## Region annotation entries
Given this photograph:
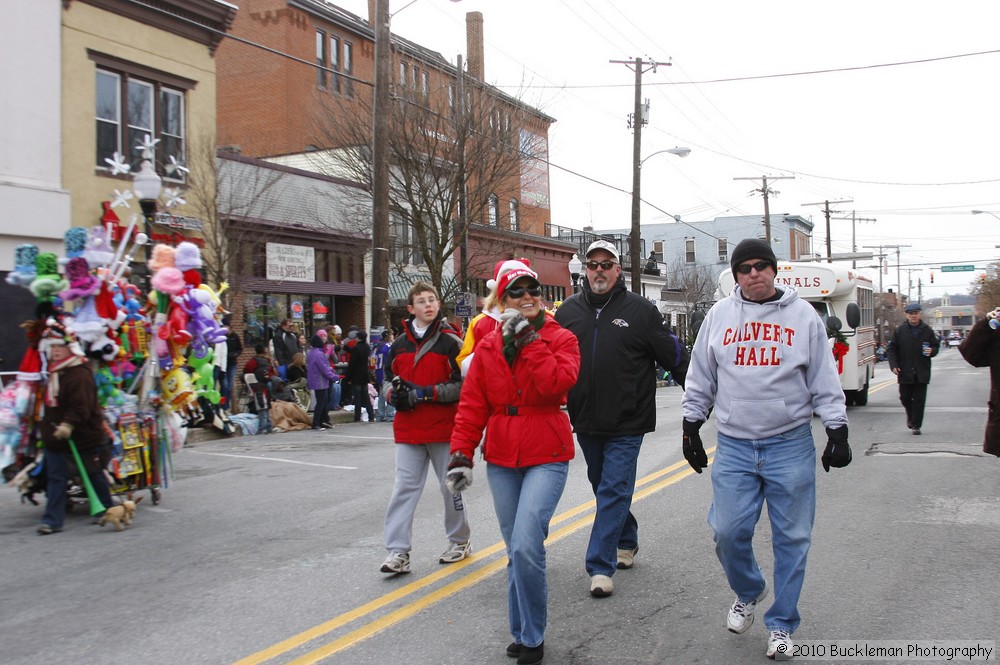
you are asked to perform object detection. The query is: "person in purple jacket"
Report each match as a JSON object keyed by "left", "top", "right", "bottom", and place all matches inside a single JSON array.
[{"left": 306, "top": 334, "right": 340, "bottom": 431}]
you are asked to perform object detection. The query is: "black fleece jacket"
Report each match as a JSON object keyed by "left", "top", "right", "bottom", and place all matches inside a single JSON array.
[{"left": 556, "top": 276, "right": 689, "bottom": 435}]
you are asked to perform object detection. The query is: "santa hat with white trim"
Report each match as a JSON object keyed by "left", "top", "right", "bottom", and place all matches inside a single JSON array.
[{"left": 486, "top": 259, "right": 531, "bottom": 291}]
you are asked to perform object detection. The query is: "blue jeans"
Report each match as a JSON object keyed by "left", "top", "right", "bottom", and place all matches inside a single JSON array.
[
  {"left": 708, "top": 423, "right": 816, "bottom": 632},
  {"left": 486, "top": 462, "right": 569, "bottom": 647},
  {"left": 313, "top": 388, "right": 330, "bottom": 427},
  {"left": 576, "top": 432, "right": 642, "bottom": 577},
  {"left": 353, "top": 383, "right": 375, "bottom": 422},
  {"left": 375, "top": 382, "right": 396, "bottom": 423}
]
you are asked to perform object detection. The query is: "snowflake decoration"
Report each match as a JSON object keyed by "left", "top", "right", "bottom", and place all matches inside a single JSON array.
[
  {"left": 163, "top": 187, "right": 187, "bottom": 208},
  {"left": 163, "top": 155, "right": 191, "bottom": 176},
  {"left": 104, "top": 150, "right": 132, "bottom": 175},
  {"left": 111, "top": 189, "right": 135, "bottom": 208},
  {"left": 135, "top": 134, "right": 160, "bottom": 159}
]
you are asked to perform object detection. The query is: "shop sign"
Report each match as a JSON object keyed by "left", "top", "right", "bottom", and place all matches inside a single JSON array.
[{"left": 267, "top": 242, "right": 316, "bottom": 282}]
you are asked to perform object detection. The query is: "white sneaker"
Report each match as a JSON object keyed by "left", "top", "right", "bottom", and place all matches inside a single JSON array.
[
  {"left": 767, "top": 629, "right": 794, "bottom": 660},
  {"left": 590, "top": 575, "right": 615, "bottom": 598},
  {"left": 380, "top": 552, "right": 410, "bottom": 575},
  {"left": 438, "top": 543, "right": 472, "bottom": 563},
  {"left": 726, "top": 580, "right": 767, "bottom": 633}
]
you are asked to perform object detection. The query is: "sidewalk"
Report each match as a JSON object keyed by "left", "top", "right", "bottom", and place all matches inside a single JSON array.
[{"left": 184, "top": 411, "right": 362, "bottom": 445}]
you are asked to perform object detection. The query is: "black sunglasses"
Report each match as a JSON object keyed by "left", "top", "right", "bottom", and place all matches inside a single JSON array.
[
  {"left": 736, "top": 259, "right": 772, "bottom": 275},
  {"left": 504, "top": 286, "right": 542, "bottom": 299}
]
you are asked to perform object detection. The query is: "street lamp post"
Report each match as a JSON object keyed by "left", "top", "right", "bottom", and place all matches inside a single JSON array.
[
  {"left": 569, "top": 254, "right": 583, "bottom": 293},
  {"left": 628, "top": 148, "right": 691, "bottom": 294}
]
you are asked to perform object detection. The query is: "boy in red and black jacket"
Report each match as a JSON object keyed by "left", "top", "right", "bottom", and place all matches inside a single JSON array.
[{"left": 381, "top": 282, "right": 472, "bottom": 575}]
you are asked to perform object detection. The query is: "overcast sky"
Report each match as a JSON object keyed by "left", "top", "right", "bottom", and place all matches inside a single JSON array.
[{"left": 334, "top": 0, "right": 1000, "bottom": 298}]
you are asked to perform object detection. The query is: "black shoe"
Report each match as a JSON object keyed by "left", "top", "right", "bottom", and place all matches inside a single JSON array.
[{"left": 517, "top": 642, "right": 545, "bottom": 665}]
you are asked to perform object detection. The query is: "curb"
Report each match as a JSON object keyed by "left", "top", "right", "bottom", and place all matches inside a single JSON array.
[{"left": 184, "top": 411, "right": 362, "bottom": 445}]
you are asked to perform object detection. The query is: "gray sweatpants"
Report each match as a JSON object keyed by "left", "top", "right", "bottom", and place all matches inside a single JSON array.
[{"left": 385, "top": 443, "right": 470, "bottom": 552}]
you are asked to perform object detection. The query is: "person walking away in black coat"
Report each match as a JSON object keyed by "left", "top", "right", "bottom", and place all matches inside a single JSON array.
[
  {"left": 347, "top": 330, "right": 375, "bottom": 423},
  {"left": 885, "top": 302, "right": 941, "bottom": 434}
]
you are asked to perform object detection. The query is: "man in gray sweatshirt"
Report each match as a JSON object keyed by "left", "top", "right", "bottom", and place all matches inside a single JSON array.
[{"left": 681, "top": 239, "right": 851, "bottom": 660}]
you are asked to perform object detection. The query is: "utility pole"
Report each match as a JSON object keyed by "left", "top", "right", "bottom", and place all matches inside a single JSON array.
[
  {"left": 802, "top": 199, "right": 854, "bottom": 263},
  {"left": 865, "top": 245, "right": 886, "bottom": 345},
  {"left": 455, "top": 53, "right": 469, "bottom": 328},
  {"left": 610, "top": 58, "right": 671, "bottom": 295},
  {"left": 834, "top": 210, "right": 878, "bottom": 268},
  {"left": 733, "top": 175, "right": 795, "bottom": 244},
  {"left": 900, "top": 268, "right": 924, "bottom": 302},
  {"left": 371, "top": 0, "right": 392, "bottom": 327}
]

## Exercise instructions
Your task is to output exactly the lines running from the one with "walking away in" through the final line of the material above, with both ends included.

## Exercise answer
you are asked to perform object detection. The query is: "person walking away in black coat"
Report each match as a JSON object keyed by "left", "top", "right", "bottom", and place all matches inside a single JSON array.
[
  {"left": 347, "top": 330, "right": 375, "bottom": 423},
  {"left": 885, "top": 302, "right": 941, "bottom": 434}
]
you are asked to perform object detection. The query is: "man in gray sweatshirt"
Report each match as a JSON object keyed by "left", "top", "right", "bottom", and place all matches inside a single JSON array.
[{"left": 681, "top": 239, "right": 851, "bottom": 660}]
you are asked to perform object detection. The query is: "utility pole"
Report each match as a JSON object keyed by "left", "top", "right", "bottom", and place all matches inside a single JSON array.
[
  {"left": 802, "top": 199, "right": 854, "bottom": 263},
  {"left": 865, "top": 245, "right": 886, "bottom": 345},
  {"left": 455, "top": 53, "right": 469, "bottom": 328},
  {"left": 610, "top": 58, "right": 671, "bottom": 295},
  {"left": 834, "top": 210, "right": 878, "bottom": 268},
  {"left": 733, "top": 175, "right": 795, "bottom": 244},
  {"left": 900, "top": 268, "right": 924, "bottom": 302},
  {"left": 371, "top": 0, "right": 392, "bottom": 327}
]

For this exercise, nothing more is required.